◆ Exercise description ◆
Please print all of the material below, word for word.

[Coordinate annotation records]
- - -
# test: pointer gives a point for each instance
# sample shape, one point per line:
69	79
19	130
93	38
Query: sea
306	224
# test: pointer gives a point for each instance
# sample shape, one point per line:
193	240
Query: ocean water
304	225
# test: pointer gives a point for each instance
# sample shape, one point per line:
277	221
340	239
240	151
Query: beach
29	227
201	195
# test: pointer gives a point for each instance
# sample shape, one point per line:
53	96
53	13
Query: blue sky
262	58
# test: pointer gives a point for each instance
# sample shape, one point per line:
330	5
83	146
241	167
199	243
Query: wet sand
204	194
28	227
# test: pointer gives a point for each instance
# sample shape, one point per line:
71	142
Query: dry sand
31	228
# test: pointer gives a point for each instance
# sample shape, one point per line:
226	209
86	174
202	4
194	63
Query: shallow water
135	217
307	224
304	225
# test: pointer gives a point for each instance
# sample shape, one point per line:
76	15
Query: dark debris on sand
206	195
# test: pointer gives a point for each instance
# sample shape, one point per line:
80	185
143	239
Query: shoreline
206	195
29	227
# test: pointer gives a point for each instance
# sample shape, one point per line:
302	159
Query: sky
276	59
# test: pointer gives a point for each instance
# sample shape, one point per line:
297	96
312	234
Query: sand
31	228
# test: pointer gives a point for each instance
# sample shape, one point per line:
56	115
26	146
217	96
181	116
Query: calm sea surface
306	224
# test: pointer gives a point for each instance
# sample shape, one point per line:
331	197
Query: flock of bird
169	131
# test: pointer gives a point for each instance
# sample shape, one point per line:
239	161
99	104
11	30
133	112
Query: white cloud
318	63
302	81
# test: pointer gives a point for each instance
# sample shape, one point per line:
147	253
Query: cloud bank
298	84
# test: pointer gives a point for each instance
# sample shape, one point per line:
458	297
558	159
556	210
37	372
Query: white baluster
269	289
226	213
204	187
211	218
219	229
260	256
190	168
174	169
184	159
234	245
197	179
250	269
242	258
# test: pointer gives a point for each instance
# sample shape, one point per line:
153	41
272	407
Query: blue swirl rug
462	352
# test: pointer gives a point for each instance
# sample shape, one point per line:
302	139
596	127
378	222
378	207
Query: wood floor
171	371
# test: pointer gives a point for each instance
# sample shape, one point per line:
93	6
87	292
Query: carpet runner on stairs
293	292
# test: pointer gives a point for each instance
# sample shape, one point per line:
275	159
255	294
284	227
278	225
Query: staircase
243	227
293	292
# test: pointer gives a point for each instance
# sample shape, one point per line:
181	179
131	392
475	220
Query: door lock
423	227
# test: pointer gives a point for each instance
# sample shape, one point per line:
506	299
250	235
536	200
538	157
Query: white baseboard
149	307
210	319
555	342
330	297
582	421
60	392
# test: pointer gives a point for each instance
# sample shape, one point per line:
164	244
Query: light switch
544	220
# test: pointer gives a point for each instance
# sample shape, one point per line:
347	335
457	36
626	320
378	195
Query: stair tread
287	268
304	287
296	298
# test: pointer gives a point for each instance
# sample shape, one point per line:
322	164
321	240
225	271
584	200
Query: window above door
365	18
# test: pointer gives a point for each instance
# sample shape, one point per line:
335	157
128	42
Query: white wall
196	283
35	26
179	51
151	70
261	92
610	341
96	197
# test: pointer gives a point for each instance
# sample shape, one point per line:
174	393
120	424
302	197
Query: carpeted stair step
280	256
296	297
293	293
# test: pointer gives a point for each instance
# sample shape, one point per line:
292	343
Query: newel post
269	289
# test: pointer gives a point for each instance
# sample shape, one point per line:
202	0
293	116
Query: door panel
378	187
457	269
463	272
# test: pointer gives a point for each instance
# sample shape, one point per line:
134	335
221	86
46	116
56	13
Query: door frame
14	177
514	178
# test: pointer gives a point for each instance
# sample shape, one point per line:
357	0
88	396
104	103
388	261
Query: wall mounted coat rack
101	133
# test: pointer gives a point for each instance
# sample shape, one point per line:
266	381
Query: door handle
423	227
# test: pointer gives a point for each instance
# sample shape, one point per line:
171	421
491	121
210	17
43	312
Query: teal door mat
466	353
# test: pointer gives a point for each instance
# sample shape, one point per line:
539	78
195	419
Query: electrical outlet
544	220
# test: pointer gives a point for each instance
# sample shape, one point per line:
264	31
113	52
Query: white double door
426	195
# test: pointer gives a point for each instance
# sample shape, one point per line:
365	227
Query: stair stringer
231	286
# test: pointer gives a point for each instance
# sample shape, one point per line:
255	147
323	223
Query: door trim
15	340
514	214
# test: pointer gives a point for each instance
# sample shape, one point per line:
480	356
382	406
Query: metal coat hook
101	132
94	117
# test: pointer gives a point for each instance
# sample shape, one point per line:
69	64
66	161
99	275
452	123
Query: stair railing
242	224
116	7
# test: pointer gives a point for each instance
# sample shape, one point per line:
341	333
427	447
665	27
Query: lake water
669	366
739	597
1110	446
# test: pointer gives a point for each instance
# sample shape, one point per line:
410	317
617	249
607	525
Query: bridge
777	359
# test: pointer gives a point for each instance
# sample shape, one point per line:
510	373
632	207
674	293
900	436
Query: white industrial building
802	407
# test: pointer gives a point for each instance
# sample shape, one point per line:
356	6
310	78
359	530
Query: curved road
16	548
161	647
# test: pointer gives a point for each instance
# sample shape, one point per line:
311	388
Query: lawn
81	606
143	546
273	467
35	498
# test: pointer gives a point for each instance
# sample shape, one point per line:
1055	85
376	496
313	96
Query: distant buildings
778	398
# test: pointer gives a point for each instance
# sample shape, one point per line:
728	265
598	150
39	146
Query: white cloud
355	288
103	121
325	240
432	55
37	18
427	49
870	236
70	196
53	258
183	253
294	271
- - -
◆ Response to this task ◆
# test: pointer gives a point for each instance
# sample shape, one point per line:
69	79
19	130
93	38
Query: sea
306	224
# test: pointer gives a point for each instance
# sample shape, one point per line:
193	240
Query: ocean water
304	225
# test: pointer gives a point for each instance
# sample shape, one point per line:
277	221
340	239
240	151
Query: beach
29	227
201	195
# test: pointer gives a point for each instance
# sample shape, one point per line:
53	96
53	13
Query: blue sky
262	58
# test: pointer gives a point for each instance
# sample shape, one point per line:
330	5
83	146
241	167
199	243
Query: wet sand
204	194
28	227
# test: pointer gives a point for each instance
# sample shape, one point per line:
71	142
Query: dry sand
31	228
# test: pointer gives a point for each instance
# sample shape, one point per line:
226	209
86	174
202	4
194	63
Query: shallow water
135	217
307	224
304	225
# test: pointer gives a point for each instance
# sample shape, one point per line:
76	15
Query: dark debris on sand
206	195
# test: pointer gives a point for each instance
# sample shape, one point per line:
80	185
143	239
Query: shoreline
206	195
29	227
# test: pointer gives a point for each instance
# sample shape, one point per line:
302	159
Query: sky
276	59
# test: pointer gives a point for each instance
# sample shape, one point per line:
297	96
312	234
Query: sand
31	228
# test: pointer gives a point for each instance
# sample shape, one point per line:
56	115
26	146
217	96
181	116
Query: calm sea surface
306	224
# test: pointer gives a point for each instance
# sample shape, one point per line:
331	197
Query: flock of bird
169	131
# test: pointer gives a point for each instance
# sample shape, one point per line:
239	161
99	104
11	30
133	112
Query: white cloud
318	63
302	81
# test: pointer gives a point for each instance
# sample shape, one point per line:
147	253
Query: cloud bank
298	84
# test: pointer gives a point for each instance
# sample shape, one point per line:
458	297
558	159
556	210
37	372
Query: white baluster
269	289
226	213
204	187
211	218
219	229
260	256
190	168
174	169
184	159
234	245
197	179
250	269
242	258
# test: pointer gives a point for each instance
# sample shape, one point per line:
153	41
272	407
Query: blue swirl rug
462	352
# test: pointer gives a point for each instance
# sample shape, one point per line:
302	139
596	127
378	222
378	207
Query: wood floor
171	371
# test: pointer gives a point for each instance
# sample shape, one point per line:
93	6
87	292
Query: carpet runner on stairs
293	292
# test: pointer gives a point for each instance
# sample shape, one point per line:
275	159
255	294
284	227
278	225
Query: staircase
243	227
293	292
# test: pointer gives a point for each instance
# sample shape, one point per line:
181	179
131	392
475	220
Query: door lock
423	227
# test: pointer gives a point for each instance
# sample shape, one point per line:
506	299
250	235
536	200
538	157
Query: white baseboard
149	307
210	319
555	342
330	297
582	421
60	392
# test: pointer gives a point for each instance
# sample shape, one point per line:
164	244
Query: light switch
544	220
# test: pointer gives a point for each instance
# sample shape, one point per line:
347	335
457	36
626	320
378	195
Query: stair tread
287	268
304	287
296	298
# test: pointer gives a point for each instance
# sample shape, one point per line:
322	164
321	240
225	271
584	200
Query: window above door
365	18
# test: pointer gives a point for each instance
# sample shape, one point per line:
335	157
128	42
Query: white wall
196	283
35	26
179	51
151	70
261	92
610	341
96	197
# test: pointer gives a point for each instance
# sample shape, one point per line:
174	393
120	424
302	197
Query: carpeted stair step
280	256
296	297
293	293
# test: pointer gives a point for each instance
# sample shape, one point per line:
292	343
Query: newel post
269	289
# test: pointer gives a point for each instance
# sample shape, one point per line:
202	0
293	116
Query: door panel
378	187
457	269
463	272
# test: pointer gives a point for each instance
# sample shape, one point per line:
134	335
221	86
46	116
56	13
Query: door frame
14	177
514	178
# test: pointer gives a point for each instance
# sample shape, one point per line:
357	0
88	396
104	103
388	261
Query: wall mounted coat rack
101	133
# test: pointer gives a point for each instance
# sample shape, one point per line:
266	381
Query: door handle
423	227
# test: pointer gives a point for each instance
# sample shape, one point per line:
171	421
491	121
210	17
43	312
Query: teal door mat
466	353
# test: pointer gives a point for each instance
# sample shape, one point per line:
539	78
195	419
Query: electrical outlet
544	220
# test: pointer gives a point for each instance
# sample shape, one point per line:
264	31
113	52
Query: white double door
426	195
# test: pointer gives a point for each instance
# sample shape, one point per line:
365	227
Query: stair stringer
231	286
# test: pointer gives a point for each instance
# sample shape, one point per line:
255	147
323	223
Query: door trim
15	340
514	214
# test: pointer gives a point for each instance
# sample shape, one point per line:
480	356
382	406
Query: metal coat hook
101	132
94	117
# test: pointer gives a point for each instance
# sample shape, one point per line:
69	64
66	161
99	275
452	123
Query: stair railing
242	224
116	7
# test: pointer gives a point for each instance
# sample shape, one point per line:
341	333
427	447
665	27
Query: lake water
669	366
739	597
1110	446
# test: pointer gives a point for each instance
# sample shape, one point per line:
410	317
617	249
607	525
Query: bridge
777	359
# test: pointer gives a point for each instance
# sample shape, one point per line:
510	373
632	207
674	293
900	436
Query: white industrial building
802	407
# test: pointer gives a point for each instance
# sample shape, one point per line:
356	6
310	78
359	530
Query: curved road
16	548
161	647
# test: pointer gives a point for each instance
# sample shape, one point per line:
311	388
Query: lawn
81	606
143	546
273	467
35	498
# test: pointer gives a point for each instance
# sample shape, one point per line:
1055	85
376	496
313	96
Query: distant buildings
778	398
# test: pointer gives a point for each instance
# sample shape, one point per line:
728	265
598	150
39	146
Query: white cloud
355	288
103	121
325	240
432	55
37	18
427	49
870	236
70	196
53	258
183	253
294	271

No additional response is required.